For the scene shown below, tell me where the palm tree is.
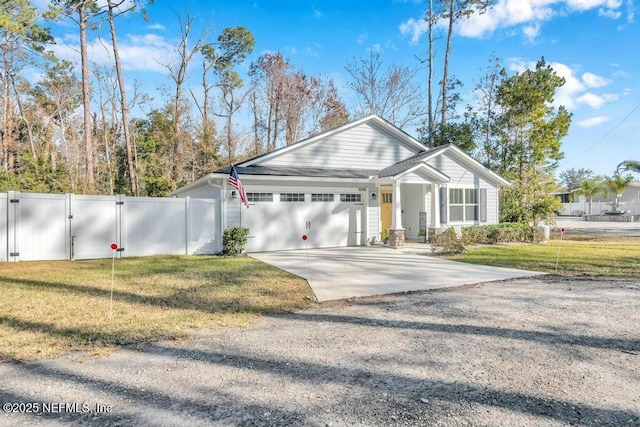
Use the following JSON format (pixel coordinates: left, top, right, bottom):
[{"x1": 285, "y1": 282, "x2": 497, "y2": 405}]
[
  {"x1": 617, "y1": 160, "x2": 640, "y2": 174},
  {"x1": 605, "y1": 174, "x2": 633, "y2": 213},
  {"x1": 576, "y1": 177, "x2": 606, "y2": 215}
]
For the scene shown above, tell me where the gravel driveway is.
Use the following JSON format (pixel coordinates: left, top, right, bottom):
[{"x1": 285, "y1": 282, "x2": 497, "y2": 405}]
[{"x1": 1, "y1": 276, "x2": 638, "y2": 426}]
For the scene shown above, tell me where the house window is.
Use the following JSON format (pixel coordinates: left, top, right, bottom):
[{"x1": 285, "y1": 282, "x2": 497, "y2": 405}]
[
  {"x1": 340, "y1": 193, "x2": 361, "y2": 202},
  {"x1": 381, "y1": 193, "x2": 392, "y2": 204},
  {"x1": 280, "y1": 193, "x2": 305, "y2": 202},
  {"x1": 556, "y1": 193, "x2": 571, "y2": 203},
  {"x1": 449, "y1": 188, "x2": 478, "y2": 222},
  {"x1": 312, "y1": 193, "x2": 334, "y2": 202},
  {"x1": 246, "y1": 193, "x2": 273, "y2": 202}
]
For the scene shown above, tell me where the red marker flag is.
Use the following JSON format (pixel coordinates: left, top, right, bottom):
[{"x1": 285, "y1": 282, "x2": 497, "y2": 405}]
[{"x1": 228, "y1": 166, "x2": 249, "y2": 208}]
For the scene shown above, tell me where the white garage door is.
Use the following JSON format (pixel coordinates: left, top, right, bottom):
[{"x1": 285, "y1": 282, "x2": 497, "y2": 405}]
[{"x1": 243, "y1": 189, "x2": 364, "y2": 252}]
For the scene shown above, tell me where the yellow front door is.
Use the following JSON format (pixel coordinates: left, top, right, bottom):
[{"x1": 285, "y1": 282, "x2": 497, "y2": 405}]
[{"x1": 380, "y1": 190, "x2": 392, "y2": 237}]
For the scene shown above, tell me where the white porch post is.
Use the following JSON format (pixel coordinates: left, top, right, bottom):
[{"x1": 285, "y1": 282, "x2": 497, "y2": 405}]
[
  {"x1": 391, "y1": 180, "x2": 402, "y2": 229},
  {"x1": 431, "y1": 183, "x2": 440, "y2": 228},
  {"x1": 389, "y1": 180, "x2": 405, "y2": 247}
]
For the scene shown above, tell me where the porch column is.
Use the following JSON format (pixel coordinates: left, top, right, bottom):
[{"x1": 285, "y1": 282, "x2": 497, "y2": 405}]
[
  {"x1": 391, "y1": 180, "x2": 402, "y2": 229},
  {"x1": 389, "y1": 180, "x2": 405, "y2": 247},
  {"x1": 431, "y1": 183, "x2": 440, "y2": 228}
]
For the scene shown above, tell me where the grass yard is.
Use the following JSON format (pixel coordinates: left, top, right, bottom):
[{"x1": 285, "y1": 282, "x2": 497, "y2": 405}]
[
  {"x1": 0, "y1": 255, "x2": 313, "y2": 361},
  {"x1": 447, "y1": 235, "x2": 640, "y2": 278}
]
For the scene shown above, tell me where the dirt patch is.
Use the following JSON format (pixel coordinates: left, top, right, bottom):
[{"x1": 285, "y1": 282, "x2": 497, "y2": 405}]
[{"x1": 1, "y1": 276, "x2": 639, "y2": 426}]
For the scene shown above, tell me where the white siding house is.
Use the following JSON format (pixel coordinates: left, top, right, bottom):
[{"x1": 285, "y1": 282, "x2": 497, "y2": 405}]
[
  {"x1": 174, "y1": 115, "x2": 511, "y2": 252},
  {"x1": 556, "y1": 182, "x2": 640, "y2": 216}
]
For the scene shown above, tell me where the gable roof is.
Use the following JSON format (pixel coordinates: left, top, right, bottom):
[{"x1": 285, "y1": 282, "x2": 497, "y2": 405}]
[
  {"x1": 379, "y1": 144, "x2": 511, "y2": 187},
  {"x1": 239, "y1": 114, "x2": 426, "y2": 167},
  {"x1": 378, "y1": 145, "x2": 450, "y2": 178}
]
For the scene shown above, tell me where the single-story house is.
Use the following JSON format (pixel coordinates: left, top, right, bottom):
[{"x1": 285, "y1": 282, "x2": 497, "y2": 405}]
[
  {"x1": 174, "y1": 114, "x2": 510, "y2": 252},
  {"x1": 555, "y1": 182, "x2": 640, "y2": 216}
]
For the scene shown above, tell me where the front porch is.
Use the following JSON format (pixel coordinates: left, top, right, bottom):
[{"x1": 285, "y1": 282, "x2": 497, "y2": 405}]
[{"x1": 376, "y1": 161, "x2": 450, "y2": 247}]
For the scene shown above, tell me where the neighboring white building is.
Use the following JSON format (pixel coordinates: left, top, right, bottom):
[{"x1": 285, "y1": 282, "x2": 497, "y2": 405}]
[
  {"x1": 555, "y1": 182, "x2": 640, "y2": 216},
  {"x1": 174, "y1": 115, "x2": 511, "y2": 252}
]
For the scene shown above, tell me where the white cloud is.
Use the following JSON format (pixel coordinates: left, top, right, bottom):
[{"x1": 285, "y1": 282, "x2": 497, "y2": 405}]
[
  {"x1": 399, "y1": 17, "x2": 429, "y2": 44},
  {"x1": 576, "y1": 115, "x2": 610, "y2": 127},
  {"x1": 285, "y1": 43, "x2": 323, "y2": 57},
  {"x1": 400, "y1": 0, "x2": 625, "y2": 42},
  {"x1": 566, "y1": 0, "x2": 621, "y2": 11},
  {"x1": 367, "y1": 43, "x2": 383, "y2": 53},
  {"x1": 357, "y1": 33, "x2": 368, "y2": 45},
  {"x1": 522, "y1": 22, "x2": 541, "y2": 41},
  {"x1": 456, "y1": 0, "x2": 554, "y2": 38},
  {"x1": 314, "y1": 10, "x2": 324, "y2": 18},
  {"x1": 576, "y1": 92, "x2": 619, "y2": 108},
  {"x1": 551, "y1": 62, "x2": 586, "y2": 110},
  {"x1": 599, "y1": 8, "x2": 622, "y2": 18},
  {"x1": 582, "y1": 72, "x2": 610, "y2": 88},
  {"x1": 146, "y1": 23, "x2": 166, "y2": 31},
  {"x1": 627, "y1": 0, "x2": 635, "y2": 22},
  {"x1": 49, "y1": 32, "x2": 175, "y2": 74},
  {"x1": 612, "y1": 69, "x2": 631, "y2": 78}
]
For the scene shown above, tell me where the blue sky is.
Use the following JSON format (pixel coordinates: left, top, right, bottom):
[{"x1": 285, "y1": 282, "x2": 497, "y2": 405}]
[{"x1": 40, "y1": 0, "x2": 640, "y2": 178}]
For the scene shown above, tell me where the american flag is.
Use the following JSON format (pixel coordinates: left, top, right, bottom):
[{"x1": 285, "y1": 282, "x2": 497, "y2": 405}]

============

> Instructions for the task
Within the listing above, how many lines hold the string "house"? Answer with the number only.

> Exercise answer
3